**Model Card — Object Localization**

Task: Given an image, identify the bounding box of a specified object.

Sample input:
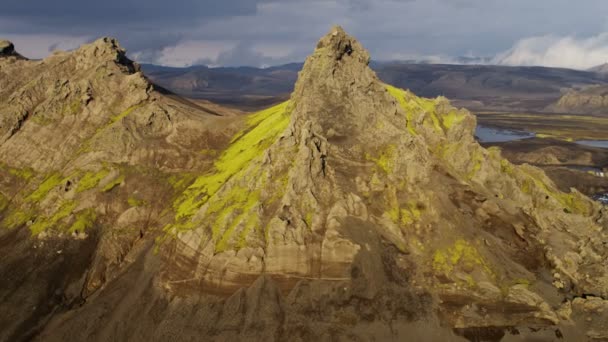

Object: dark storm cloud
[0,0,608,67]
[0,0,257,32]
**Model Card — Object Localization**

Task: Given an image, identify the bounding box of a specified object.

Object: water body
[475,125,608,148]
[576,140,608,148]
[561,165,603,172]
[475,125,536,143]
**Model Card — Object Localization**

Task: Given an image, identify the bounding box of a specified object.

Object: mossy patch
[433,239,493,275]
[101,175,125,192]
[8,168,34,181]
[0,193,9,212]
[385,84,466,135]
[76,169,110,192]
[30,201,77,235]
[110,105,141,124]
[365,145,397,174]
[26,173,64,203]
[127,195,146,208]
[68,208,97,233]
[174,101,292,222]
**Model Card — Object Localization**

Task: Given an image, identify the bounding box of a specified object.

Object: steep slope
[0,27,608,341]
[158,28,608,334]
[0,38,238,340]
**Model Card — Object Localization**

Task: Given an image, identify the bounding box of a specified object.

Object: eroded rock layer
[0,27,608,341]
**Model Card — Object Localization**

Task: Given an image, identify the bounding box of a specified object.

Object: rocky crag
[0,27,608,341]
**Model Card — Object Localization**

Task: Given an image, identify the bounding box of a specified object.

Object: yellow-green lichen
[26,173,64,202]
[433,239,493,276]
[366,145,397,173]
[0,209,34,229]
[68,208,97,233]
[76,169,110,192]
[0,192,9,212]
[8,168,34,181]
[441,109,466,130]
[127,195,146,208]
[385,84,417,135]
[30,201,76,235]
[101,175,125,192]
[174,101,292,222]
[110,105,141,124]
[467,149,485,180]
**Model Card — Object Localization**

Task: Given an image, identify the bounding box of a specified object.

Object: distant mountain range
[142,61,608,111]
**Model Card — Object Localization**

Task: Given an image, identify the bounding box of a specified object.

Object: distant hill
[142,61,608,111]
[548,85,608,115]
[588,63,608,74]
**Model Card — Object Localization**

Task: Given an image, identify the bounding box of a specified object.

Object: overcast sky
[0,0,608,69]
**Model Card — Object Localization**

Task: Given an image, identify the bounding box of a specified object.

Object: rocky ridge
[0,27,608,341]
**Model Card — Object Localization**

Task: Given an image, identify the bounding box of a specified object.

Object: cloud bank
[491,33,608,69]
[0,0,608,68]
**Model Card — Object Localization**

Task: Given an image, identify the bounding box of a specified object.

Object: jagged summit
[0,28,608,341]
[74,37,140,73]
[0,39,23,58]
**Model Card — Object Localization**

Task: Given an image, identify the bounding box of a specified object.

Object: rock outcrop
[0,39,23,59]
[0,27,608,341]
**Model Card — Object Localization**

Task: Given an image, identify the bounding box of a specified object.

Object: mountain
[548,85,608,116]
[143,62,607,111]
[142,64,302,108]
[0,27,608,341]
[0,40,24,59]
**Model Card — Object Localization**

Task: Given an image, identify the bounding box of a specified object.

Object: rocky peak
[292,26,394,142]
[0,40,21,57]
[76,37,140,73]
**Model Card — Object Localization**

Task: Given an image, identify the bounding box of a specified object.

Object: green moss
[26,173,64,203]
[110,105,141,124]
[366,145,397,173]
[3,210,33,229]
[387,201,422,226]
[167,173,196,191]
[31,113,53,126]
[433,239,493,275]
[8,168,34,181]
[385,84,418,135]
[500,159,514,175]
[304,211,314,228]
[70,100,82,115]
[0,208,34,229]
[0,192,9,212]
[199,149,218,157]
[76,169,110,192]
[101,175,125,192]
[385,84,466,135]
[441,109,466,129]
[30,201,76,235]
[127,195,146,208]
[68,208,97,233]
[174,101,292,222]
[467,149,485,180]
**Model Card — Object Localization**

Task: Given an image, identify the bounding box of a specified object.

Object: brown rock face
[0,40,23,59]
[0,27,608,341]
[164,27,608,336]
________________
• Task prompt: Copy the data above, starting with its first line and going on through the line with "[475,125,536,143]". Shift every bounding-box coordinate up by 35, and leave the pictures out.

• In response:
**Model Card — Object Localization**

Task: Given an image, identify the bounding box of a specified object.

Sample input:

Object: dark storm cloud
[35,35,643,102]
[35,35,292,67]
**Model Card — Object Localization**

Task: Given an image, identify the bounding box of a specified object.

Object: water body
[510,160,643,183]
[611,175,643,183]
[596,200,638,207]
[510,160,571,178]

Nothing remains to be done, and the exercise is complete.